» Extract

— begin —

Why a Marketing and Communications Office of One is Not Enough

Fall 2017

By Heather Lambie


In the dark ages of independent school marketing offices—you know, way back in 2000—the hot new trends of the day included printed newsletters, family directories, and—if your school was really cutting-edge—a website that had a few subpages beyond the home page. This was also the time when the average person was considering his or her first mobile phone purchase, and no one could fathom concepts like social media, email campaigns, SEO, or PPC. If your school had a marketing or communication office in 2000, it was the equivalent of a horse and buggy.

Just 17 years later, that horse and buggy has morphed into a completely digitized Formula 1 racecar. Today’s school marketing and communications directors are running full-fledged marketing firms—often alone—as webmasters, brand managers, social media managers, internal communication officers, crisis communication officers, advertising and email campaign developers, graphic designers, photographers, videographers, content creators, publications editors, blog writers, media relations liaisons, and other duties as assigned.

“It seems we keep adding [responsibilities to the job], but not taking away much of anything,” says Carol Burns, director of communications at The Swain School (PA). “Since I started 13 years ago, we’ve only eliminated a monthly print newsletter, but have added electronic communicatios to the mix, and that includes e-news, email campaigns, social media, display monitors, and more. There are heightened expectations for more photos, more videos, more stories.”

The marketing and communication role has become critical to success of a school—it’s the place where admission leads are generated, where revenue-generating summer programs are marketed, where the messages that promote the annual fund or campaign asks originate, and where the content that engages families and prospective families is created. Marketing is now a high-level financial strategy that requires a team of professionals. For schools to thrive in an increasingly competitive marketplace, a more sophisticated marketing and communications office is essential. Offices of one are no longer acceptable.

“Communications is never one person’s job. It’s a whole community’s job,” says Taraneh Rohani, director of communications at The Spence School (NY). “It’s tough to be a one-person shop. We can’t ask our employees to do things that aren’t sustainable. It takes institutional receptiveness.”

— end —

» Dataset records
— begin —

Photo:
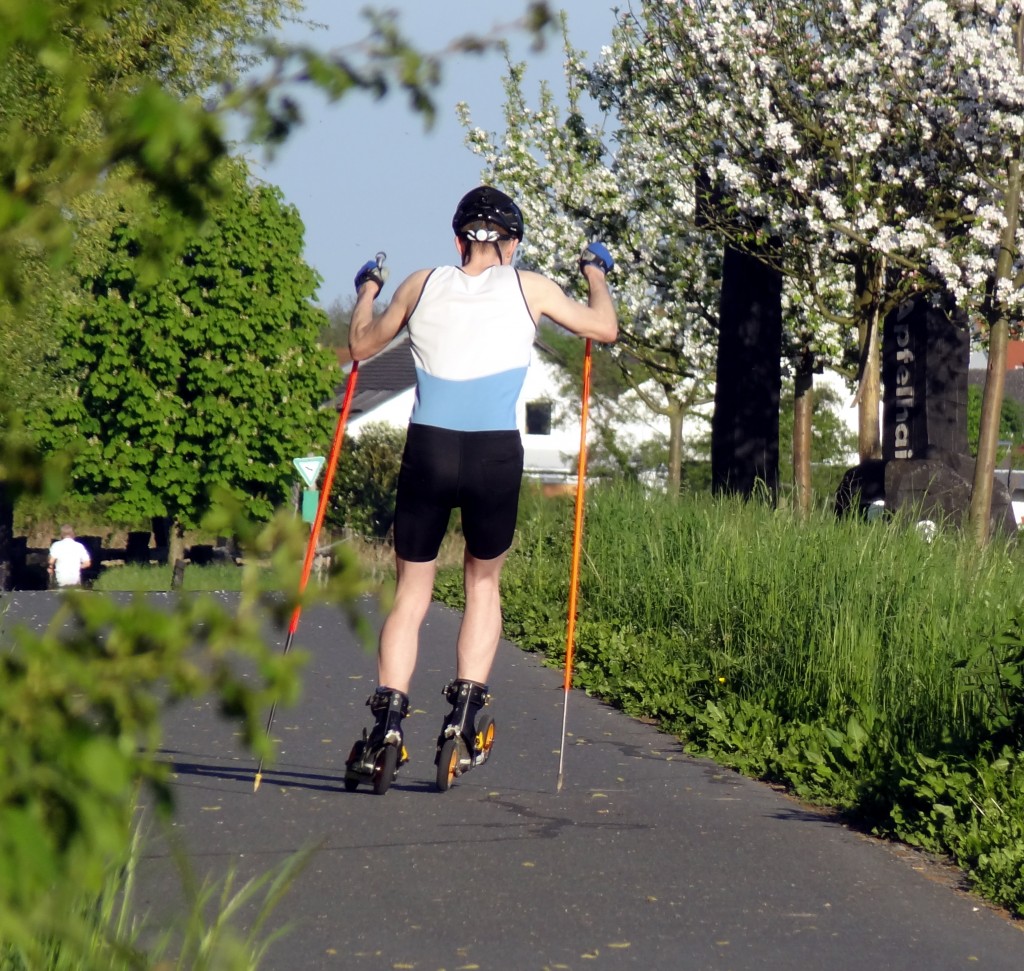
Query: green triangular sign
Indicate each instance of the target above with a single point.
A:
(309, 467)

— end —

» Task instructions
(a) Translate the following sentence from the article on school marketing offices into French: "Marketing is now a high-level financial strategy that requires a team of professionals."
(b) Rewrite the listing above with "triangular" replaced by "circular", keeping everything else the same and omitting the pictures.

» Set of answers
(a) Le marketing est désormais une stratégie financière de haut niveau qui exige une équipe de professionnels.

(b)
Photo:
Query: green circular sign
Indicate each instance of the target above with a single point.
A:
(309, 467)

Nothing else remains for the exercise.